■ Problem to solve ■
Rewrite each line of the material below as a string in a JSON list, one string per line, and leave out any blank lines.

■ Dataset ■
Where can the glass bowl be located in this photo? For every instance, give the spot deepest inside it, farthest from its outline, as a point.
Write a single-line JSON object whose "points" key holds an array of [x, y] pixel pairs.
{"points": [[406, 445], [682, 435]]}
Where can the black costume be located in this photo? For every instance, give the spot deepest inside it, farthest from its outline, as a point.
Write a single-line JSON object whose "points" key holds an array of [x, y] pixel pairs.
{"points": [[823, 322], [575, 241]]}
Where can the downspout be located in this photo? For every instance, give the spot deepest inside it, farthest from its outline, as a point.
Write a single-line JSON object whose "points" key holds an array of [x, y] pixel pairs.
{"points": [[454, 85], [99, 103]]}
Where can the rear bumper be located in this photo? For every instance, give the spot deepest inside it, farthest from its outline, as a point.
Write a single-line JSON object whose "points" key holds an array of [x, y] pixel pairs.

■ Answer to the problem ■
[
  "Where can the glass bowl be located in this photo? For every instance, give the spot deepest inside it, farthest from its outline, as a point.",
  "Write a single-line JSON object whose \"points\" key holds an array of [x, y] pixel pairs.",
  "{\"points\": [[406, 445], [682, 435]]}",
  "Where can the black costume be located in this photo? For every instance, give the spot deepest inside it, farthest from its outline, as a point.",
  "Write a single-line JSON object whose \"points\" key holds an array of [x, y] pixel pairs.",
  "{\"points\": [[823, 322], [575, 241]]}",
  "Where can the downspout be located in this photo? For every instance, give the spot deepest inside it, farthest from its outline, as a point.",
  "Write a single-line JSON object whose \"points\" key holds an array of [x, y] pixel pairs.",
  "{\"points\": [[454, 85], [99, 103]]}",
  "Where can the rear bumper be located in this photo? For every instance, give the spot deepest inside it, farthest from its outline, as a point.",
  "Write a single-line JSON object whose \"points\" key holds an array of [x, y] pixel pairs."
]